Текст страницы:
☆ ☆ ☆ ☆ ☆

В «Записках» Пущина мы черпаем такие сведения, каких не найдем ни в каких других источниках: в них подробно описывается Лицей и весь его уклад, рассказывается о встречах с Пушкиным в Петербурге, картинно изображается его образ жизни в Михайловском. У Пушкина было много друзей, но из всех дружеских связей Пушкина самыми глубокими и прочными были те, которые образовались еще в отроческие годы в стенах Царскосельского лицея. Лучшими друзьями Пушкина были двое его лицейских товарищей: Дельвиг и Пущин.

С Дельвигом Пушкина объединяли общие литературные интересы: Пушкин высоко ценил поэтическое чутье Дельвига, а Дельвиг с восхищением следил за расцветом гения Пушкина. Никто так тонко, как он, не понимал всю прелесть пушкинской поэзии. Другого рода отношения были у Пушкина с Иваном Пущиным - «Жанно», как его звали в Лицее. Пущин не был поэт, как Дельвиг. Это был прирожденный общественный деятель. Будущий декабрист сказывался в нем с ранних лет.

Благородный, прямой, открытый характер Пущина, его твердые моральные правила внушали Пушкину чувство особого к нему уважения. Их дружба отличалась какой-то необыкновенной сердечной серьезностью. В стихах Пушкина, посвященных Пущину, всегда слышатся глубокие сердечные ноты. Когда только заходит речь о Пущине, у Пушкина словно меняется голос. Так в «Пирующих студентах» (1815):

Товарищ милый, друг прямой,
Тряхнем рукою руку!

☆ ☆ ☆ ☆ ☆

Исходные данные:
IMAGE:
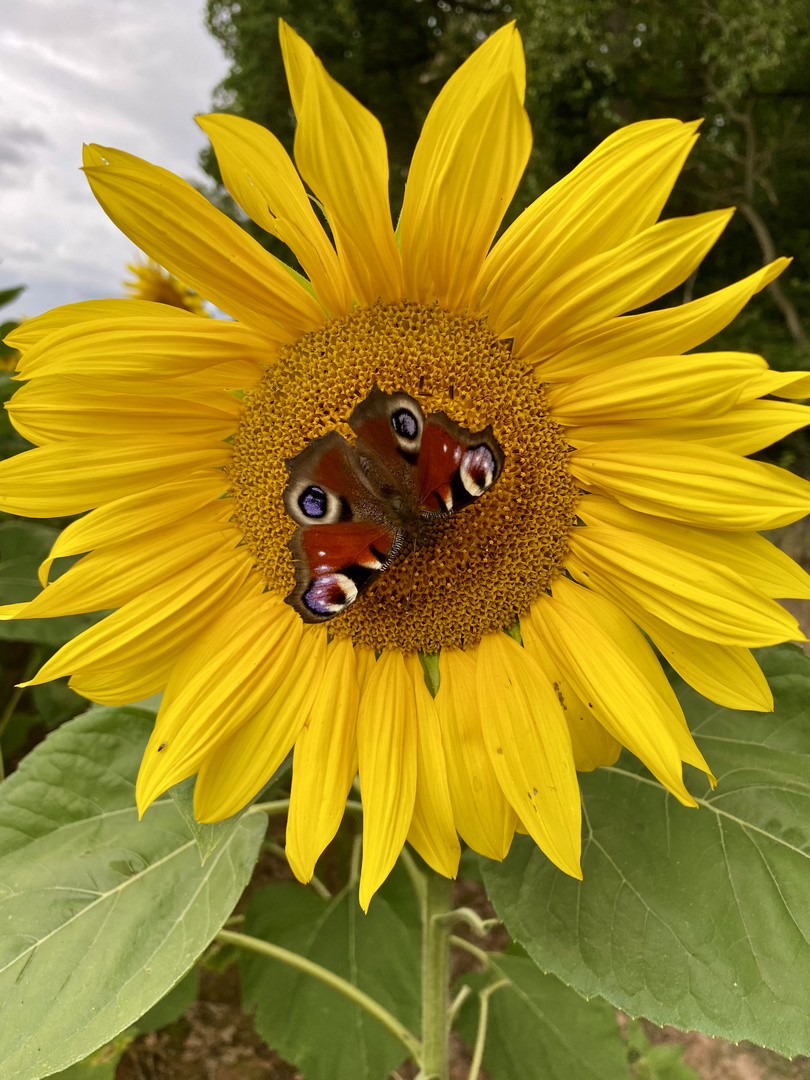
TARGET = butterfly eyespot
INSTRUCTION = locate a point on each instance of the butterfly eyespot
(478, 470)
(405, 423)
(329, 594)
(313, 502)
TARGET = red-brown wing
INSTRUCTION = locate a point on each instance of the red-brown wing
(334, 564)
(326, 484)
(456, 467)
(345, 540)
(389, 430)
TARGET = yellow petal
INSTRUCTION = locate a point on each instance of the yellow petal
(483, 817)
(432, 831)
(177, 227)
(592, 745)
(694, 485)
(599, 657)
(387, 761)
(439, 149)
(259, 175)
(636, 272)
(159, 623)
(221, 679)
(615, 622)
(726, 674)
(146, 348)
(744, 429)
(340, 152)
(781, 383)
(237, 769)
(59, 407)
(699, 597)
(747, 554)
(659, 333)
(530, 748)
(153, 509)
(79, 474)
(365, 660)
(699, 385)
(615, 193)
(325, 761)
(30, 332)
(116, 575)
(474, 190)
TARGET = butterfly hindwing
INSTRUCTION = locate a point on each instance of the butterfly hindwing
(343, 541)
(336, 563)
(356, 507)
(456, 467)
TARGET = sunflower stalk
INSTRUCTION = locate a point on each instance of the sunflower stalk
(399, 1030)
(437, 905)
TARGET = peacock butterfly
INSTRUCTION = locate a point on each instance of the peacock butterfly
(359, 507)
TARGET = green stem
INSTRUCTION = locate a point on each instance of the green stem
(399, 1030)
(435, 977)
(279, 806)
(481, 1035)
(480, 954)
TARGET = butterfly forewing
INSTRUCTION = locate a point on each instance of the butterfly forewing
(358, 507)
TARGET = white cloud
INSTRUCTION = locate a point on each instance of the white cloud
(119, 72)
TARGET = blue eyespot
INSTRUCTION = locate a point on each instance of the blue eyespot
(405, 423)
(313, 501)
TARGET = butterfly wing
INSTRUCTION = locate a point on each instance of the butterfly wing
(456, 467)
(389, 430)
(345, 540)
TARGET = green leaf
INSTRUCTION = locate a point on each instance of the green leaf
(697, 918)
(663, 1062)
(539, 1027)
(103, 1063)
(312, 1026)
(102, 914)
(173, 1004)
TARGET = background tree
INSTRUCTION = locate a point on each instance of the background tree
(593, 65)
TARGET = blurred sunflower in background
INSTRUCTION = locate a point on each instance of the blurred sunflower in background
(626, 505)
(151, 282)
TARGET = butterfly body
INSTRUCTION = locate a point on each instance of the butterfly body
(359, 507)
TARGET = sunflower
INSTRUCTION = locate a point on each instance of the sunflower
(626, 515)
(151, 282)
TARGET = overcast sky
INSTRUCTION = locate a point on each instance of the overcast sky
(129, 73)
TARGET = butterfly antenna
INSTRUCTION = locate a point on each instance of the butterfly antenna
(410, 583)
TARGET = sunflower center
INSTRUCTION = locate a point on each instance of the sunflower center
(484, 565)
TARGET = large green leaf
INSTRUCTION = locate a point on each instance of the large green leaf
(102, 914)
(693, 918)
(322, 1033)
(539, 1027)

☆ ☆ ☆ ☆ ☆

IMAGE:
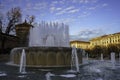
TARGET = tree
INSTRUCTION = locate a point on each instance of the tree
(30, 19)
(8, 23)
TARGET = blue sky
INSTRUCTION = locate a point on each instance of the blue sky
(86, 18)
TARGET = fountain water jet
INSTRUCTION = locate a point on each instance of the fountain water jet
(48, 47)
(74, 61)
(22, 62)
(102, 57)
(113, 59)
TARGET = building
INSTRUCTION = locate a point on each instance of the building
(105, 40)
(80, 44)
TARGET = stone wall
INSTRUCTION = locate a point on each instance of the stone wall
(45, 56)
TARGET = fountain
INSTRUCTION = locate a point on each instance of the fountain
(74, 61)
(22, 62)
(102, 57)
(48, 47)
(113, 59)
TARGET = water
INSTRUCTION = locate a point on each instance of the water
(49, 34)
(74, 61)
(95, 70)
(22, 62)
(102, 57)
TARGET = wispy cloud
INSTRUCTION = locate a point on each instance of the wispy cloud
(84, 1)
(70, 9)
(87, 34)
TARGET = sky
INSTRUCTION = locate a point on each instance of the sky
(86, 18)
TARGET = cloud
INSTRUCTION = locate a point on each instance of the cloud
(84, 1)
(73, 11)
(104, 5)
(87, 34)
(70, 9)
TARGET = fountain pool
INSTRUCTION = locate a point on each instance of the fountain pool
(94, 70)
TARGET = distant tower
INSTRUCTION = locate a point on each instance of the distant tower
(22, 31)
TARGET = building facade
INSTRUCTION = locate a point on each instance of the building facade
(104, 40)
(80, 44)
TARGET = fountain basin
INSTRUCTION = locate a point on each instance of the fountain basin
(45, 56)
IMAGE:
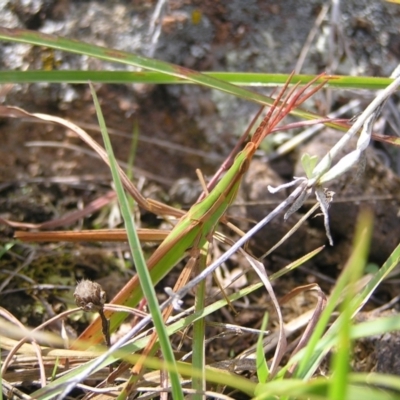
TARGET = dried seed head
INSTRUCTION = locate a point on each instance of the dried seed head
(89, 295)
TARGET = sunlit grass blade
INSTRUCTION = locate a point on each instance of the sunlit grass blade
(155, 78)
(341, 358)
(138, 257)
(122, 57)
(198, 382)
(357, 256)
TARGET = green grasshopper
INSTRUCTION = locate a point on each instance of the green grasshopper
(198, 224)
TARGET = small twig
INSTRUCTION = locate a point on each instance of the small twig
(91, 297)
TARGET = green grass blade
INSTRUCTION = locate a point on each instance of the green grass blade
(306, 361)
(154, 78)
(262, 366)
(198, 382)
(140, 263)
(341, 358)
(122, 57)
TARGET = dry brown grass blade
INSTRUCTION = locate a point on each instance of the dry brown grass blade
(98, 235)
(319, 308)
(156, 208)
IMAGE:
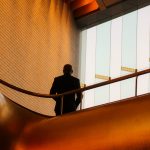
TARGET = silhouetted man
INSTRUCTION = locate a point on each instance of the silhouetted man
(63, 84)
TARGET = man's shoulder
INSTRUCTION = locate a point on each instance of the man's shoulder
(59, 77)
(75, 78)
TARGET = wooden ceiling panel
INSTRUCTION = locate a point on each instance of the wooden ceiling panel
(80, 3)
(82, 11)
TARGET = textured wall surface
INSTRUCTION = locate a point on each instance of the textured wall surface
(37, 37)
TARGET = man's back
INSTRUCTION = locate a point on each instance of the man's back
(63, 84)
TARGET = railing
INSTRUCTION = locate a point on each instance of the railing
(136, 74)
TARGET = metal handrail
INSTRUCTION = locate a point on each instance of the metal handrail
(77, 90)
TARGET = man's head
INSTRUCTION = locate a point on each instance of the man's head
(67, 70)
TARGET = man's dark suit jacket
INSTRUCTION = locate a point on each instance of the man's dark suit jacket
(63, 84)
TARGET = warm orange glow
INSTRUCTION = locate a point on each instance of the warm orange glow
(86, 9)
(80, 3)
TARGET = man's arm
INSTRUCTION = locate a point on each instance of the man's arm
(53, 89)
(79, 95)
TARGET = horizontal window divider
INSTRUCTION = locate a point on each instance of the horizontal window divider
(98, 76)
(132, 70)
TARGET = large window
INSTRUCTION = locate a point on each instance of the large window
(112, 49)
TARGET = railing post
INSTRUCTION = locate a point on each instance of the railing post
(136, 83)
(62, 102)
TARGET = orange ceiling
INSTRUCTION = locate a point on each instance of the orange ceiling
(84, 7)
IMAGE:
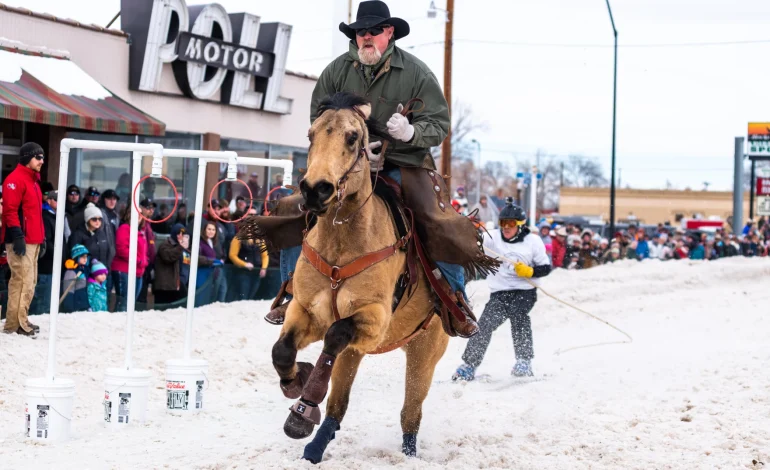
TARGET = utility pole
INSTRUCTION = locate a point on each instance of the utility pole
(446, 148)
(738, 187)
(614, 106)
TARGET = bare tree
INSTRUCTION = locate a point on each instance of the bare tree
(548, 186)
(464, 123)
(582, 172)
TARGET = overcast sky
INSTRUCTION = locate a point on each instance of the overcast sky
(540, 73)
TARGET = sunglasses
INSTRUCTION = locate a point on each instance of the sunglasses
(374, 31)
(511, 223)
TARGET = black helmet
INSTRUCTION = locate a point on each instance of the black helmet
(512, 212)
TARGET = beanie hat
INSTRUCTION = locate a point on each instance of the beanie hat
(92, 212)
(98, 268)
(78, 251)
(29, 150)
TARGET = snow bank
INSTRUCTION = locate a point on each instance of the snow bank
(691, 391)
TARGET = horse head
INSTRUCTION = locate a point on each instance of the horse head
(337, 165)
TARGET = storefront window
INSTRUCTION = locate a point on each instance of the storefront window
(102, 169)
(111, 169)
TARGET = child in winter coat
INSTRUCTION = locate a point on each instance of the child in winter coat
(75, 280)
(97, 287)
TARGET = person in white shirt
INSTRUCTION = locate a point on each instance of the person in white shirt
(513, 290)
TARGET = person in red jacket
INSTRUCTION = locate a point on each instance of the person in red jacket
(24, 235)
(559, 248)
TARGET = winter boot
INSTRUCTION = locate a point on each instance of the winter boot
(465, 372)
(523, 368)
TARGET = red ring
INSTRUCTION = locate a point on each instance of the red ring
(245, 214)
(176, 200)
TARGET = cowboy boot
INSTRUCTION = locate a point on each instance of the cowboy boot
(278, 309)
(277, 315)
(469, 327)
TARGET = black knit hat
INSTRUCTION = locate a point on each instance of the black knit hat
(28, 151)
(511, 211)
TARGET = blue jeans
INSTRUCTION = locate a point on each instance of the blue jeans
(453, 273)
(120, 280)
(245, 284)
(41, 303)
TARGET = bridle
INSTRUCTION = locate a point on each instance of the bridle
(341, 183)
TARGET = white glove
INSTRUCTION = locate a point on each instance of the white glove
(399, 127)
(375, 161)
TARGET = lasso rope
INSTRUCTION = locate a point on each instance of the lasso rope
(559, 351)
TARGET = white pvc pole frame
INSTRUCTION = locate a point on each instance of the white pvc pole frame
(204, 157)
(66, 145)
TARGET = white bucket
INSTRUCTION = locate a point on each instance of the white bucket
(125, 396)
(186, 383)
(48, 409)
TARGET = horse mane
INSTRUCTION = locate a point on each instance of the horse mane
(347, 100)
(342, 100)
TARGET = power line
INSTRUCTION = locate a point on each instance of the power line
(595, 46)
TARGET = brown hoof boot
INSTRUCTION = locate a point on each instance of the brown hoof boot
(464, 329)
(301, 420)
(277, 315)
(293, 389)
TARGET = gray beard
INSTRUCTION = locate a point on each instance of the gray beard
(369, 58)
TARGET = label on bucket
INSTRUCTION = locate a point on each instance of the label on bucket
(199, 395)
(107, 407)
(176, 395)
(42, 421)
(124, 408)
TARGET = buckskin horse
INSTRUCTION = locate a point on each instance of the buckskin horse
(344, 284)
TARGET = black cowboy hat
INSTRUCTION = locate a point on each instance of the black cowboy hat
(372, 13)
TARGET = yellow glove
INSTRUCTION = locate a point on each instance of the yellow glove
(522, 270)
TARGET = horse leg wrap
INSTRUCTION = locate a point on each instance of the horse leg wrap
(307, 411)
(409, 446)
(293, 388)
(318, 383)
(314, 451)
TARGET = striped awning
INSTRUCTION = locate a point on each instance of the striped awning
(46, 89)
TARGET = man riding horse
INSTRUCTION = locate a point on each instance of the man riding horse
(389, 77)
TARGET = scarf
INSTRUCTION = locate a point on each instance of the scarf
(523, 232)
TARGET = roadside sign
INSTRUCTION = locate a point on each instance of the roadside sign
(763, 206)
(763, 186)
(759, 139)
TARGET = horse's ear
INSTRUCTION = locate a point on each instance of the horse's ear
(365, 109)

☆ ☆ ☆ ☆ ☆

Задания к упражнению:
a) Перепишите дословно отрывок из текста о лицейских друзьях Пушкина от слов «С Дельвигом Пушкина» до слов «Тряхнем рукою руку!».
b) Допишите текст о лицейских друзьях Пушкина, начав сразу после его последней строки.
Записи для этой работы не понадобятся.

Ответы:
a)
С Дельвигом Пушкина объединяли общие литературные интересы: Пушкин высоко ценил поэтическое чутье Дельвига, а Дельвиг с восхищением следил за расцветом гения Пушкина. Никто так тонко, как он, не понимал всю прелесть пушкинской поэзии. Другого рода отношения были у Пушкина с Иваном Пущиным - «Жанно», как его звали в Лицее. Пущин не был поэт, как Дельвиг. Это был прирожденный общественный деятель. Будущий декабрист сказывался в нем с ранних лет.

Благородный, прямой, открытый характер Пущина, его твердые моральные правила внушали Пушкину чувство особого к нему уважения. Их дружба отличалась какой-то необыкновенной сердечной серьезностью. В стихах Пушкина, посвященных Пущину, всегда слышатся глубокие сердечные ноты. Когда только заходит речь о Пущине, у Пушкина словно меняется голос. Так в «Пирующих студентах» (1815):

Товарищ милый, друг прямой,
Тряхнем рукою руку!

b)
И такой же задушевный, ласковый тон в стихах, посланных Пущину в Сибирь (1826):

Мой первый друг, мой друг бесценный...

Иван Иванович Пущин был на год старше Пушкина (он родился 4 мая 1798 года, а Пушкин - 26 мая 1799 года). Отличительной чертой Пущина, как указывали и лицейские воспитатели, была «рассудительность», составлявшая противоположность горячему, порывистому характеру Пушкина. В отчете о поведении воспитанников за 1812 год о Пущине говорилось: «С весьма хорошими дарованиями, всегда прилежен и ведет себя благоразумно; благородство, воспитанность, добродушие и скромность, чувствительность с мужеством и тонким (то есть разумным) честолюбием, особенно же рассудительность суть отличительные свойства; в обращении приятен, вежлив и искренен, но с приличной разборчивостью и осторожностью».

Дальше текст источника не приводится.